-- WHAT THE TASK REQUIRES --
Please find all lines in the data that hold the string "every" and copy them.

-- RECORDS PROVIDED --
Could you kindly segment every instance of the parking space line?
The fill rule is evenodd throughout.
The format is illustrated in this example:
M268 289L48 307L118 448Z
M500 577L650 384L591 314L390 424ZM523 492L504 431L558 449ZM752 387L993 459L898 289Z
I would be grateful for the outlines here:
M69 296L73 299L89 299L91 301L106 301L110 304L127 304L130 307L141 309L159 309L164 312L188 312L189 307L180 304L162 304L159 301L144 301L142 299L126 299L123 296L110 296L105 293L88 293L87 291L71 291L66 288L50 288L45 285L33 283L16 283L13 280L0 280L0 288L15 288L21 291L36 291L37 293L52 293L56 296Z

--

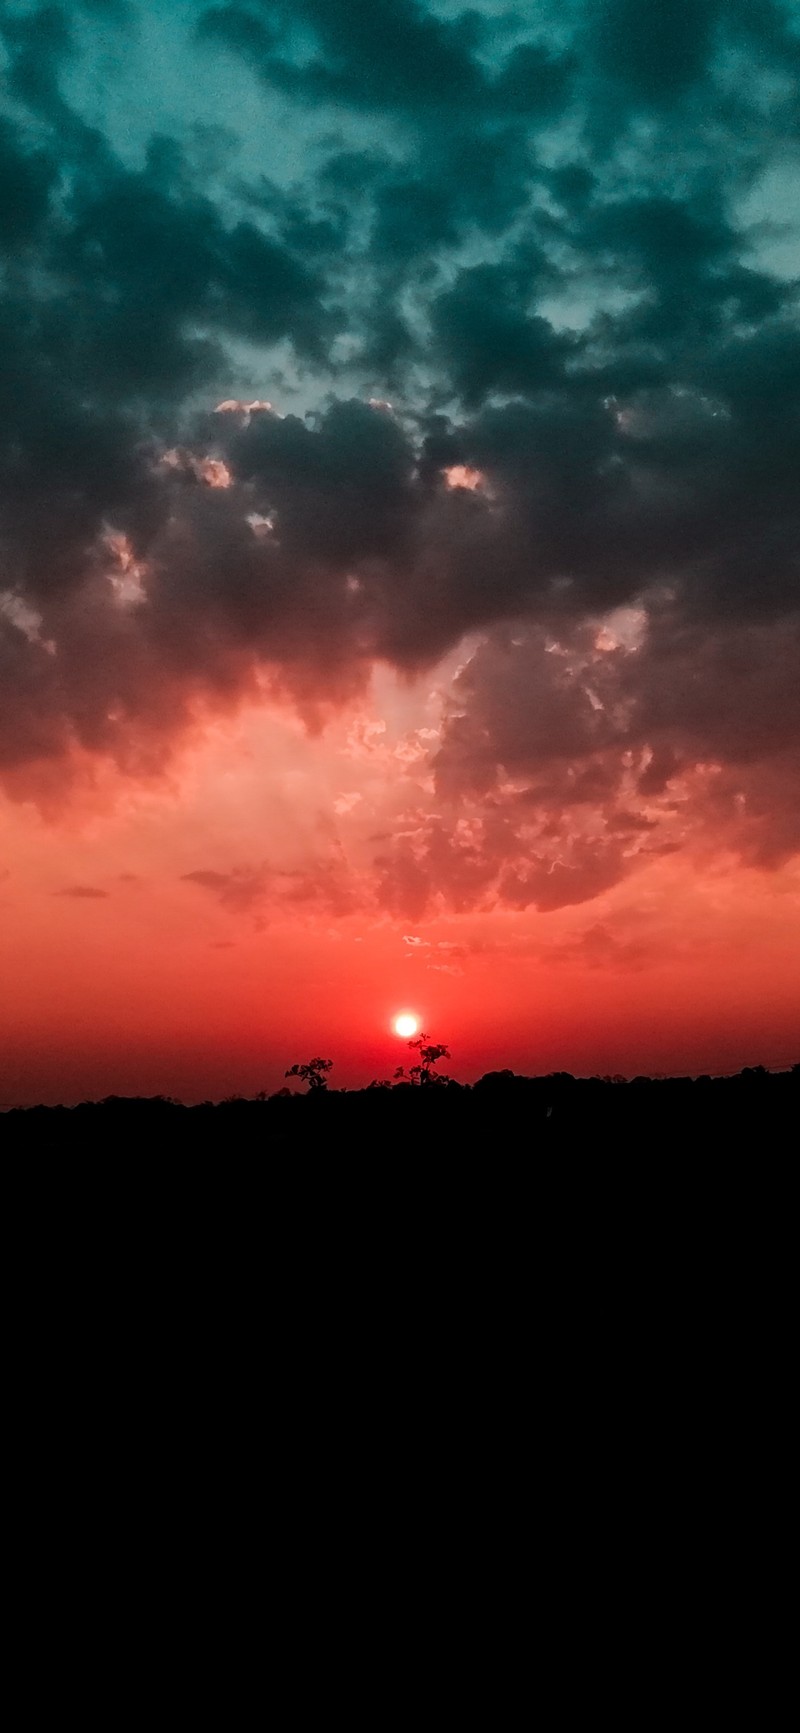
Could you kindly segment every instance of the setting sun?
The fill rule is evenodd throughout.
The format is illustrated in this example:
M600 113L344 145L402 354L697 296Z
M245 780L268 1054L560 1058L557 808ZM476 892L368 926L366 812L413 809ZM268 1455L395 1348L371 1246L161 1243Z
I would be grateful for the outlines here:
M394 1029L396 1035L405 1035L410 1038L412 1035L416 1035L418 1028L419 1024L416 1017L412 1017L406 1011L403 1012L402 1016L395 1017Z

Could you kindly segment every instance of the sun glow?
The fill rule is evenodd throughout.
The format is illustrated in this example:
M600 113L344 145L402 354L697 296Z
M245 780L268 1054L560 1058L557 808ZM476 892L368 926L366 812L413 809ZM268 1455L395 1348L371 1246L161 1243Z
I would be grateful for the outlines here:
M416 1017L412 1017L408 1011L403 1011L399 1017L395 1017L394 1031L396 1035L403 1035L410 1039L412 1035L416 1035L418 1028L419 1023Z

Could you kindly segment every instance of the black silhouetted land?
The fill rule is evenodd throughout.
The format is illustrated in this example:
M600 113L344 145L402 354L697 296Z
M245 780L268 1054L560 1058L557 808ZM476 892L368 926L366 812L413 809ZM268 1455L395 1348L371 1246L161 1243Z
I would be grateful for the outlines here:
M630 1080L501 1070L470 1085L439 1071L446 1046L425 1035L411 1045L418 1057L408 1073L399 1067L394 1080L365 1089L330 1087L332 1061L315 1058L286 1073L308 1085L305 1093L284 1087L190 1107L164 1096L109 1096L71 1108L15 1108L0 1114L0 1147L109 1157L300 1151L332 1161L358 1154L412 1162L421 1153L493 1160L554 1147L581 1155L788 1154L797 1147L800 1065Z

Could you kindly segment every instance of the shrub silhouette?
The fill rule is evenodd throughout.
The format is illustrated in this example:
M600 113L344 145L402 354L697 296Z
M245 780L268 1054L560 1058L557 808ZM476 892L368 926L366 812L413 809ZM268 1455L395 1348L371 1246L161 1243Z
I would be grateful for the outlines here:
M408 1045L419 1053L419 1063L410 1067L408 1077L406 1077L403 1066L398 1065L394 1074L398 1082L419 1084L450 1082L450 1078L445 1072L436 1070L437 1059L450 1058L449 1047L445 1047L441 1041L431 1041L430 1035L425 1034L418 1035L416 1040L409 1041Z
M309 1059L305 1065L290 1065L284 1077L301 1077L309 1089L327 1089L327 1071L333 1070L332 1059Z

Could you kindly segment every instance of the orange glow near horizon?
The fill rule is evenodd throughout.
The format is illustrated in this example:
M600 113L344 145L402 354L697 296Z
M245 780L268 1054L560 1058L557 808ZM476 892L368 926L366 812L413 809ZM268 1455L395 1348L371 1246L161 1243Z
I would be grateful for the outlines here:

...

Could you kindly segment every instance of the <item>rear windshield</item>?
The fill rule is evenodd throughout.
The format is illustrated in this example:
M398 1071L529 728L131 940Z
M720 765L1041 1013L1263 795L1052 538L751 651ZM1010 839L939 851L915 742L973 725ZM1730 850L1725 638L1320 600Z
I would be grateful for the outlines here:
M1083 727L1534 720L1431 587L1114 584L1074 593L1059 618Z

-- OUTPUT FOR THIS TASK --
Could you kindly segment every instance of the parking space line?
Could you kindly segment every instance of the setting sun?
Could you kindly segment every instance of the sun glow?
Could you kindly segment every instance of the black silhouetted land?
Could you kindly segment every instance of the shrub silhouette?
Could you kindly segment every instance of the orange glow near horizon?
Could you kindly segment every instance of the <item>rear windshield</item>?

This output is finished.